──────── Estratto della pagina
I SUMERI E L’OCCIDENTE – del Prof. Valentino Ceneri

Divagazioni su Uomini e Dei della terra di Biagio Russo

Dopo Schiavi degli dei – L’alba del genere umano, eccomi a leggere e meditare su quanto scrive Biagio Russo nel suo ultimo libro Uomini e Dei della terra, edito nel 2016 dalla Drakon edizioni. L’attenzione nella lettura e la riflessione impegnata nella meditazione ben si accordano con quanto l’autore riferisce di sé nella premessa, dove (p. 7) manifesta la sua dichiarazione d’intenti, nella scrittura del testo, parlando di “processo di maturazione e di ampliamento della conoscenza raggiunto…sulla storia dell’uomo e di come essa sia arrivata fino a noi”.

Tenendo conto della tenacia e della scrupolosità impiegate nell’approfondire l’argomento di studio scelto – quello sui Sumeri – bisogna riconoscere all’autore l’espressione di una grande passione educativa nel mettere il grosso pubblico a conoscenza dell’ambiguità e del danno che le generazioni umane corrono nel disinteressarsi dei prodromi della propria storia millenaria. Sarà una migliore conoscenza della cultura dei Sumeri a salvarci dalle catastrofi e dalla perdizione? Questo non ci è dato di dirlo. La conoscenza della storia umana non sembra aver dato risultati soddisfacenti per la buona educazione dei popoli. Per lo più essa sembra basarsi più su la Nemesi (la Dike persecutrice dei malvagi) che non su Mnemosine (la Memoria, madre delle Muse). Qualcuno ha detto che dopo Auschwitz e Mauthausen bisognava chiedersi dov’era Dio. Ma credo che oggi dobbiamo chiederci: dov’è l’uomo?
────────────────
──────── Dati forniti
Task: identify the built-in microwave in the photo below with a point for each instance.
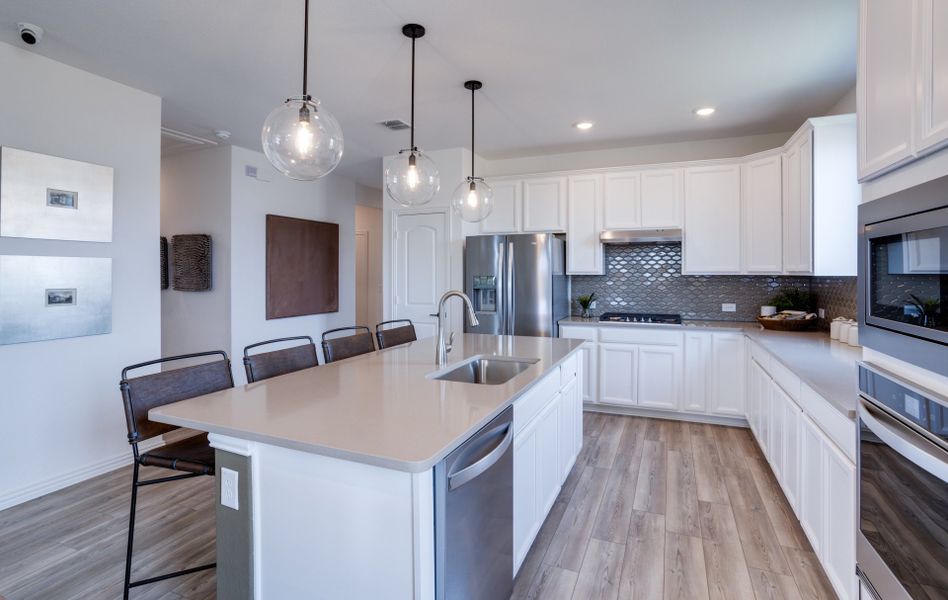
────────────────
■ **Compito assegnato A**: Riporta alla lettera il passo del testo sui Sumeri che va da "Tenendo conto della" fino a "chiederci: dov’è l’uomo?" compreso.
■ **Compito assegnato B**: Secondo il testo sui Sumeri, quale editore ha pubblicato il libro Uomini e Dei della terra?
Le righe sono materiale separato dal testo sui Sumeri.

■ **Risultato A**:
Tenendo conto della tenacia e della scrupolosità impiegate nell’approfondire l’argomento di studio scelto – quello sui Sumeri – bisogna riconoscere all’autore l’espressione di una grande passione educativa nel mettere il grosso pubblico a conoscenza dell’ambiguità e del danno che le generazioni umane corrono nel disinteressarsi dei prodromi della propria storia millenaria. Sarà una migliore conoscenza della cultura dei Sumeri a salvarci dalle catastrofi e dalla perdizione? Questo non ci è dato di dirlo. La conoscenza della storia umana non sembra aver dato risultati soddisfacenti per la buona educazione dei popoli. Per lo più essa sembra basarsi più su la Nemesi (la Dike persecutrice dei malvagi) che non su Mnemosine (la Memoria, madre delle Muse). Qualcuno ha detto che dopo Auschwitz e Mauthausen bisognava chiedersi dov’era Dio. Ma credo che oggi dobbiamo chiederci: dov’è l’uomo?

■ **Risultato B**: Il libro è stato pubblicato dalla Drakon edizioni.